[Material shown]

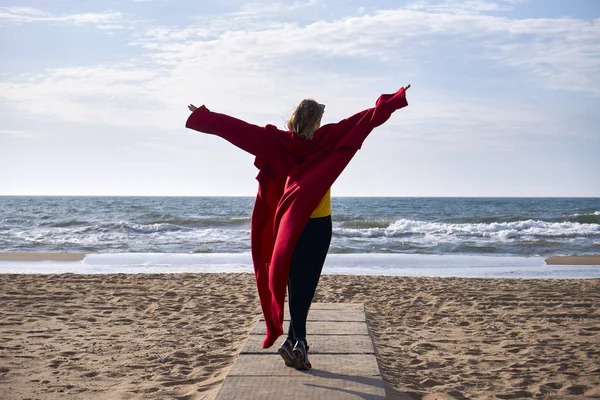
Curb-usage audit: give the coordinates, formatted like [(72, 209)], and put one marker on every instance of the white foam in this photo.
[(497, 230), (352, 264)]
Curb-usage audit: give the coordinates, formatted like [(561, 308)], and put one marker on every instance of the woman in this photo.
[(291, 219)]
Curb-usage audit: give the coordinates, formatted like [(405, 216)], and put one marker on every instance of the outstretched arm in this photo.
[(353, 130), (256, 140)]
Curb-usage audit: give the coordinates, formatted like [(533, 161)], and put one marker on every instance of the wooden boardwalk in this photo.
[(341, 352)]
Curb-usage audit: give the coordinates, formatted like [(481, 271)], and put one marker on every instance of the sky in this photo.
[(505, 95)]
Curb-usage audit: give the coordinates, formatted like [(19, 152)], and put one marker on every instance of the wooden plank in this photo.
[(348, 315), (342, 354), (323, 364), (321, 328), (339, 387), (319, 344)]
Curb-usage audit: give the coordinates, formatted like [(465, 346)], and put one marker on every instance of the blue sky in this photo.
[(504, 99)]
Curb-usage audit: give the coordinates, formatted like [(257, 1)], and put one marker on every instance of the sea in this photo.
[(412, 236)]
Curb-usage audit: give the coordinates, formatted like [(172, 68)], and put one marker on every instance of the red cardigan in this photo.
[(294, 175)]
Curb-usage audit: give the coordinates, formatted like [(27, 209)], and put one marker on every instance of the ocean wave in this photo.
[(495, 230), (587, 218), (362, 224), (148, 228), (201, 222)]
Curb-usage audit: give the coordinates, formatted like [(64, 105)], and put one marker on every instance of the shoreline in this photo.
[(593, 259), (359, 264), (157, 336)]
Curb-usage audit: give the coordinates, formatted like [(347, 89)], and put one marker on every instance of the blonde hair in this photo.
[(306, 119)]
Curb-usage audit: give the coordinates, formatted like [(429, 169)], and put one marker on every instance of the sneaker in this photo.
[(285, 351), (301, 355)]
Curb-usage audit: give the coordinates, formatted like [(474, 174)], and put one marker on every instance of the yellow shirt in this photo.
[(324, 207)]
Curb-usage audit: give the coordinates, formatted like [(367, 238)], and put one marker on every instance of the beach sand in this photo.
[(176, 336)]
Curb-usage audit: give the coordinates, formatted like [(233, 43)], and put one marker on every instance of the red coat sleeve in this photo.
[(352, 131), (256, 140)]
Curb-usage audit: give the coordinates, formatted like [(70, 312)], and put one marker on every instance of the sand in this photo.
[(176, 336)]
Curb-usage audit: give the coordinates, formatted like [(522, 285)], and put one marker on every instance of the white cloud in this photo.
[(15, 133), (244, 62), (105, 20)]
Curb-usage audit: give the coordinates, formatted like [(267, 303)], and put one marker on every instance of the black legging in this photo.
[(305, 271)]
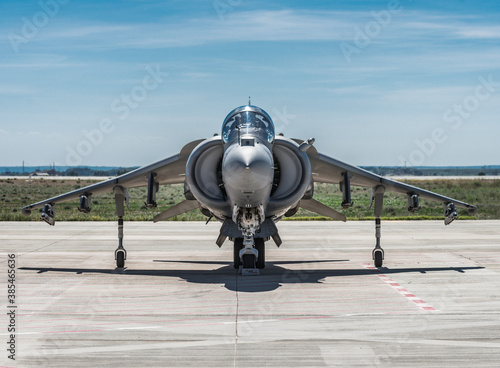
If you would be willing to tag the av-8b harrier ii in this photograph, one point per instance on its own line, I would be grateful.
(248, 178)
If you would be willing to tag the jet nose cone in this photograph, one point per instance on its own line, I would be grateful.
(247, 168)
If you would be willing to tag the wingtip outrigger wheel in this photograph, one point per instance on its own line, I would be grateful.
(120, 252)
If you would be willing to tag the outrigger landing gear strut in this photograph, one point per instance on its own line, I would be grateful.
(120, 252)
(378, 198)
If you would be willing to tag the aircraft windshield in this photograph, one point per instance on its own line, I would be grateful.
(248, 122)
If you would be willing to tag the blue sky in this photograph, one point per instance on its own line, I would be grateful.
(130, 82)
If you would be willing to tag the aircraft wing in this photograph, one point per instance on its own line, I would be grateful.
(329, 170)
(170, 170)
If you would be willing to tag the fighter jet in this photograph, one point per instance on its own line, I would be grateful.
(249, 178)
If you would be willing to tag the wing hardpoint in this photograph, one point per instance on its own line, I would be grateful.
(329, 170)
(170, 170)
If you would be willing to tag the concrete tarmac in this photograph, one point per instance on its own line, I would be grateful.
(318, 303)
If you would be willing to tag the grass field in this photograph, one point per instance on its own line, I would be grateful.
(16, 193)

[/Material shown]
[Material shown]

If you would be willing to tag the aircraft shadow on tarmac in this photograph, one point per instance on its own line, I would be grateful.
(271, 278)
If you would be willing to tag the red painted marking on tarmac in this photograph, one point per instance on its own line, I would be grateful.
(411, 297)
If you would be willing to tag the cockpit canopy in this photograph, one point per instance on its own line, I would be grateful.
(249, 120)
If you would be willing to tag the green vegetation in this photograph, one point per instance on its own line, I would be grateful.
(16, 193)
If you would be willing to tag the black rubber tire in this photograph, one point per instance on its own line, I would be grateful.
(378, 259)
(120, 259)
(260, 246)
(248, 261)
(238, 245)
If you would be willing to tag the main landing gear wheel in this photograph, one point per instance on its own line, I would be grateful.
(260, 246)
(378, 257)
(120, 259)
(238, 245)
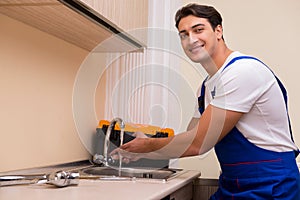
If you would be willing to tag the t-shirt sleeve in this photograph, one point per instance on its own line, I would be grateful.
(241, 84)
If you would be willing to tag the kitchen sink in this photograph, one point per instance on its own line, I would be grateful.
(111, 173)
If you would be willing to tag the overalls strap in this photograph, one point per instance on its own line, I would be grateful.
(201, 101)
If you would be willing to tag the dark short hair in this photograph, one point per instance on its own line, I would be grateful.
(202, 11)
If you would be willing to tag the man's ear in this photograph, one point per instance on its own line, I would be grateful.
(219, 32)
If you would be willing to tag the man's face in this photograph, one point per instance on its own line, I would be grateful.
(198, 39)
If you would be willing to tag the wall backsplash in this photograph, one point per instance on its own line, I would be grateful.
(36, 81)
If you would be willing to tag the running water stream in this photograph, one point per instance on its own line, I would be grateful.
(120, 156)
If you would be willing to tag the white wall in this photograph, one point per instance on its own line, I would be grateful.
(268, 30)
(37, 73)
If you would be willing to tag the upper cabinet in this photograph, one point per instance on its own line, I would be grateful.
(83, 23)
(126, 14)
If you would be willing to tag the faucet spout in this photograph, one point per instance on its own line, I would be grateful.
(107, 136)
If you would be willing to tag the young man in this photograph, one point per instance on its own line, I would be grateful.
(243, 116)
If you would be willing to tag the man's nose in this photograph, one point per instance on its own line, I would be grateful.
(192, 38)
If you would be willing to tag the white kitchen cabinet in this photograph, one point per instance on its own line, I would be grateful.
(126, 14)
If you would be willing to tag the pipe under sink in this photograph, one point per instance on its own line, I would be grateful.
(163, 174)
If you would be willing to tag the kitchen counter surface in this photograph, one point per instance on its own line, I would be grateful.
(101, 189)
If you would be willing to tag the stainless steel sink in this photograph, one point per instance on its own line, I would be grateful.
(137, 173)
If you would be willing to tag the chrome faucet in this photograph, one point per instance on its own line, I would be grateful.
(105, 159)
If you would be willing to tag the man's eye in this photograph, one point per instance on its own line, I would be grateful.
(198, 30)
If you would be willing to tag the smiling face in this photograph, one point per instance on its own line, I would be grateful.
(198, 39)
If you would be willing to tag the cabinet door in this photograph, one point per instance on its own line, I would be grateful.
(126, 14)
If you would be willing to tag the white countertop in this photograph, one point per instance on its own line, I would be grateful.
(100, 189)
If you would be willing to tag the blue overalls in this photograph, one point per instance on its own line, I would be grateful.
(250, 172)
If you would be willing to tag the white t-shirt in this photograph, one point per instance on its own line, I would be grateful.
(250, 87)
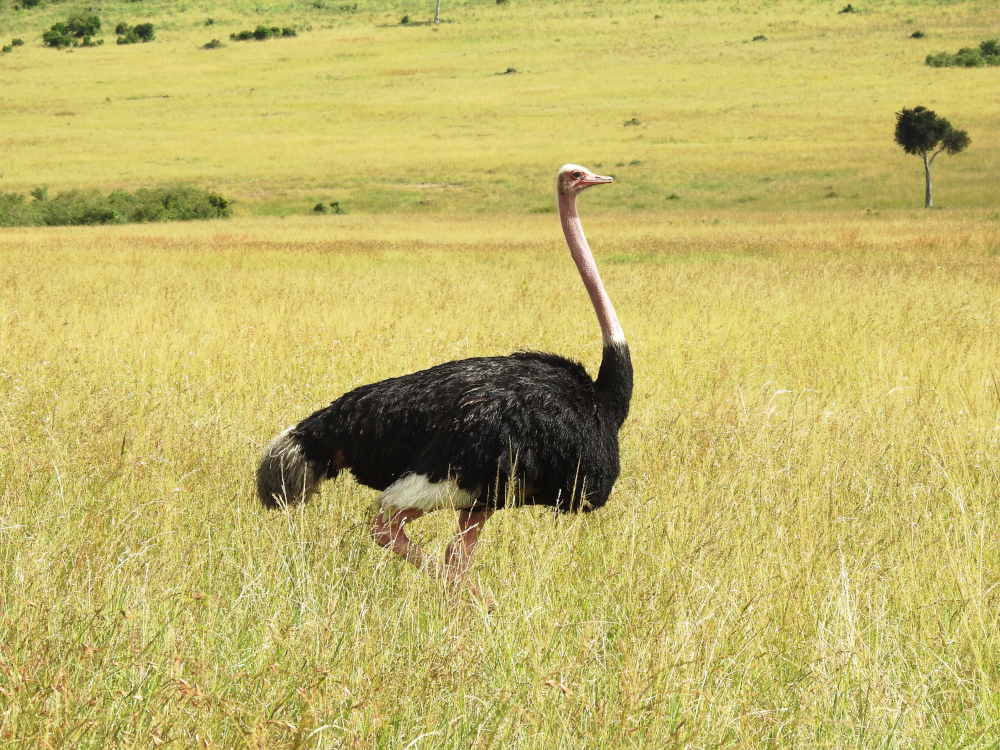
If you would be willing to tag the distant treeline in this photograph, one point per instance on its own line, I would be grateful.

[/Material shown]

**Exercise instructions:**
From the records above, copy exactly the stretch from the line holding "If you would be willing to tag the white t-shirt" through the line holding "If you would be willing to tag the distant", both ends included, without the pictures.

**Solution below:**
If you would be willing to tag the white t-shirt in this photograph, one point per instance on its own line, I would be grateful.
(250, 87)
If you would be willing to tag the distant treeline in this photograph, one point per instance on its own line, I would be grateful.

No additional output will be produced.